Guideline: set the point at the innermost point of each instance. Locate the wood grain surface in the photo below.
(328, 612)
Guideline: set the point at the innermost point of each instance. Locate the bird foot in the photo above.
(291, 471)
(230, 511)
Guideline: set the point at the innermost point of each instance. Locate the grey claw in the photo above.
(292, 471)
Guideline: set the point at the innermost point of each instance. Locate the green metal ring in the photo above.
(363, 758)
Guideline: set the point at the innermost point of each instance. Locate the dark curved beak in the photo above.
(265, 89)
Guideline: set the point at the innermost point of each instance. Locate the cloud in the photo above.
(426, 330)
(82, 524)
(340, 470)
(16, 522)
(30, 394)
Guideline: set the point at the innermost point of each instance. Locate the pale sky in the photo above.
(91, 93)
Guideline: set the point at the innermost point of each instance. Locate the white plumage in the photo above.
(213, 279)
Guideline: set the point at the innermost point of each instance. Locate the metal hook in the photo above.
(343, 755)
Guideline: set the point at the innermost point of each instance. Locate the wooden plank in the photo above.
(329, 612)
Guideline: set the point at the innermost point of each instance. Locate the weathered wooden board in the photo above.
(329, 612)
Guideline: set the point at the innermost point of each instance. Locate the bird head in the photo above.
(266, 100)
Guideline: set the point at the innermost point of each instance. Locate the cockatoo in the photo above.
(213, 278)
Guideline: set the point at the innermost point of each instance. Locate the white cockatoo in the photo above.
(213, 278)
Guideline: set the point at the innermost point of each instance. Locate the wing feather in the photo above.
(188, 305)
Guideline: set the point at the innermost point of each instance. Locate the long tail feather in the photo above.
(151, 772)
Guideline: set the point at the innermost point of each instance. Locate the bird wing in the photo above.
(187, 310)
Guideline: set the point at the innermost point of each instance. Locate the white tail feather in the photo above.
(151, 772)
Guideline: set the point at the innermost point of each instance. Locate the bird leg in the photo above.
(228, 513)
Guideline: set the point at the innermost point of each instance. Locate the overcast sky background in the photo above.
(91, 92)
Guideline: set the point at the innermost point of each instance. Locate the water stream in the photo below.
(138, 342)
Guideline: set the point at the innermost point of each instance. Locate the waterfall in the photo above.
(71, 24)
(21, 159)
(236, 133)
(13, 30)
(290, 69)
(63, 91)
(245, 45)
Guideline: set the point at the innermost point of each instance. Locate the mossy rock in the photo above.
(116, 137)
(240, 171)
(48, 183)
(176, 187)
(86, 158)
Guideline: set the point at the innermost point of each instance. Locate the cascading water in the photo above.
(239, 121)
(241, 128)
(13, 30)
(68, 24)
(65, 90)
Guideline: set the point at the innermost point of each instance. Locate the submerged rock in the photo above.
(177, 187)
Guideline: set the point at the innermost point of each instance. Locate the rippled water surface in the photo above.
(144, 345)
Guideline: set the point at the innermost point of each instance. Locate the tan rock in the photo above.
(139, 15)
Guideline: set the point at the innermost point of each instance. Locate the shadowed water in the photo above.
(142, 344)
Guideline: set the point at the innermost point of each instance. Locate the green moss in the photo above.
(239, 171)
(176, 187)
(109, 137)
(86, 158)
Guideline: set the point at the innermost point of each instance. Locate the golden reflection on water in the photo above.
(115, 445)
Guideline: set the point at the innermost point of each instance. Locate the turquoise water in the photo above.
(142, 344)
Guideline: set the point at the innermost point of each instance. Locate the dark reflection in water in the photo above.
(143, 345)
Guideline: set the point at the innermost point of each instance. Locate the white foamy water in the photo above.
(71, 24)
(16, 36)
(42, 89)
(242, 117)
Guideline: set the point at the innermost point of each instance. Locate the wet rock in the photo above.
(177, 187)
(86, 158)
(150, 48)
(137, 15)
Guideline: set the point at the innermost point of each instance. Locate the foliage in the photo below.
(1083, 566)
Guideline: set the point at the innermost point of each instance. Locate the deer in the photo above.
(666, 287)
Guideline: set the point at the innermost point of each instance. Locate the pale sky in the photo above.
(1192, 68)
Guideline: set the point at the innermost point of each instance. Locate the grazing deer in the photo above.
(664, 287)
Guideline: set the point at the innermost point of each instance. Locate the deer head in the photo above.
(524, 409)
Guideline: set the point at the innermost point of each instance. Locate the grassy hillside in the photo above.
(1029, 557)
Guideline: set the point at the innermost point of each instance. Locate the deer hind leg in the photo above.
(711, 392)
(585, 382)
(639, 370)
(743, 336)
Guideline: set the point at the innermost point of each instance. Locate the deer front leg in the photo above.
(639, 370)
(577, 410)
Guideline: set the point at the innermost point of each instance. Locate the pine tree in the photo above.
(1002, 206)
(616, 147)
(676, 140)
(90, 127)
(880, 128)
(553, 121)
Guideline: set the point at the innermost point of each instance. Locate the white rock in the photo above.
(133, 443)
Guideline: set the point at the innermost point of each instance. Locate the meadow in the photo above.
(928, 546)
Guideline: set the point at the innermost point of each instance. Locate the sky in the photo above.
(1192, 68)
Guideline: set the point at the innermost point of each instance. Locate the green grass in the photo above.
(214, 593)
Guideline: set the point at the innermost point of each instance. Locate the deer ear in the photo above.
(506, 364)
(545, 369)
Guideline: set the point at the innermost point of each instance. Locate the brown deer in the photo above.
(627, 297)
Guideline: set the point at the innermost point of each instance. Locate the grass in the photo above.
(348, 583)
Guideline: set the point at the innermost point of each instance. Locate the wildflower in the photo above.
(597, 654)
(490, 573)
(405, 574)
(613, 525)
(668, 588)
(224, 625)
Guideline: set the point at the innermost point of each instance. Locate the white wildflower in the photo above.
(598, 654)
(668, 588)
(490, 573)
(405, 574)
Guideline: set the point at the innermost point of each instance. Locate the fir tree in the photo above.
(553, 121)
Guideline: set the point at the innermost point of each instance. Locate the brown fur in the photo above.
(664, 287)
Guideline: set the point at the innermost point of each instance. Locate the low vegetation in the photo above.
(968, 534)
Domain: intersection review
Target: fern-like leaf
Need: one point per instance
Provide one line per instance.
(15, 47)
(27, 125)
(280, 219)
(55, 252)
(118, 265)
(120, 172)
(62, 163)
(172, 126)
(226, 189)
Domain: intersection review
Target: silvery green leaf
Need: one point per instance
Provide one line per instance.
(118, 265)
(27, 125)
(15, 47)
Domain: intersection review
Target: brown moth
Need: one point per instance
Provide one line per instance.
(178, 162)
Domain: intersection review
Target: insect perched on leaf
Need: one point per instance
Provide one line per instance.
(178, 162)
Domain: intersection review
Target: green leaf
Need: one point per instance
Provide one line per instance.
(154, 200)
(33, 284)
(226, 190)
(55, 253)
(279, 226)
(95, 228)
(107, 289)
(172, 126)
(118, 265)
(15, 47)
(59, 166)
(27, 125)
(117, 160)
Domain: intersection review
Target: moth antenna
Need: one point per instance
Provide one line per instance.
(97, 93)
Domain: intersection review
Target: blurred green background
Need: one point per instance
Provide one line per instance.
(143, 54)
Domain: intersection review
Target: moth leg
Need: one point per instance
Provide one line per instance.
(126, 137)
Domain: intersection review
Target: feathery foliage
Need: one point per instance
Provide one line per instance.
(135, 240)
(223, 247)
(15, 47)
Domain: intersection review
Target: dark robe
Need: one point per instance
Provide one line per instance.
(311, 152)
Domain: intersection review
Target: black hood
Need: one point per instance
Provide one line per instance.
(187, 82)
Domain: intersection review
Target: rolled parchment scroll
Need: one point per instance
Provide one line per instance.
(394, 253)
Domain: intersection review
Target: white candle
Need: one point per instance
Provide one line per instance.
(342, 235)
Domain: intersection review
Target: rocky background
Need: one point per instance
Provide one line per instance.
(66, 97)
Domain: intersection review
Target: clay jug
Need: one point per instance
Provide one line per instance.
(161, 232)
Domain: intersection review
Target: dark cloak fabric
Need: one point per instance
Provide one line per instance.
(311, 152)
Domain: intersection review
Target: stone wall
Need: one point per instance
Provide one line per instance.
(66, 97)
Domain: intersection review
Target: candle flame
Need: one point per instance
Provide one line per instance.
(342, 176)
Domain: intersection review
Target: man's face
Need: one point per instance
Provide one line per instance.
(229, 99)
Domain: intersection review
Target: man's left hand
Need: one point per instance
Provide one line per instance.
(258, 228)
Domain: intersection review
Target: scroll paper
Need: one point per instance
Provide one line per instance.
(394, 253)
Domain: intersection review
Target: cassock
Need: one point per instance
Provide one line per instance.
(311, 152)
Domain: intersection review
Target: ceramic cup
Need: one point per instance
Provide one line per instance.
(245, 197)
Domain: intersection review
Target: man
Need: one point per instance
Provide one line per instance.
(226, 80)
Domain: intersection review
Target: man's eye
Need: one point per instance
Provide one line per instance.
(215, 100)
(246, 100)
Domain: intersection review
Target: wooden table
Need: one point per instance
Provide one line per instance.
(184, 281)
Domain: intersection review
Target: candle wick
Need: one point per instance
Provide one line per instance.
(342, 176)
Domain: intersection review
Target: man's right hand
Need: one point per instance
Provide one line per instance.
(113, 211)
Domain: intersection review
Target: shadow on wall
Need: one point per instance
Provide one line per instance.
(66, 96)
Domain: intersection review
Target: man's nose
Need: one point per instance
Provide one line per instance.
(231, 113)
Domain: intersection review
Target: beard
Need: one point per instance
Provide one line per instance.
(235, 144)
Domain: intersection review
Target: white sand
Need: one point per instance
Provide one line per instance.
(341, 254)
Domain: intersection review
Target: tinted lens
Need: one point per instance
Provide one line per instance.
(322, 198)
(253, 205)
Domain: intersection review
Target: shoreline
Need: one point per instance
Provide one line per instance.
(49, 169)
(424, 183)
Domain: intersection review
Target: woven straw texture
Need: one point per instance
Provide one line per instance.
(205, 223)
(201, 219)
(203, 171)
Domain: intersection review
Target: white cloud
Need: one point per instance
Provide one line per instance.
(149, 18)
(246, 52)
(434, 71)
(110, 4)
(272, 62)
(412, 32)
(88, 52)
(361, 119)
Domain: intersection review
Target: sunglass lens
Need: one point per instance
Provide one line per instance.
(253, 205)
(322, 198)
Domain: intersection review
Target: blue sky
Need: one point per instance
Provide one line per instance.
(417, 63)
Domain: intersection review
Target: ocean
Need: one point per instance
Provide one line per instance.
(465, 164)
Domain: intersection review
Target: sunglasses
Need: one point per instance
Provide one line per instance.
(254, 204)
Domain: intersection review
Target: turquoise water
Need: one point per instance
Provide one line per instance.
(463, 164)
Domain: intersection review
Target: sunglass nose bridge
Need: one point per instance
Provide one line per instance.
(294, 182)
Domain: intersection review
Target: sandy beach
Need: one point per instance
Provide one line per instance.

__EXERCISE INSTRUCTIONS__. Show the lines of the records that include the string "scroll".

__OUTPUT FOR THIS EXERCISE__.
Target: rolled parchment scroll
Target: scroll paper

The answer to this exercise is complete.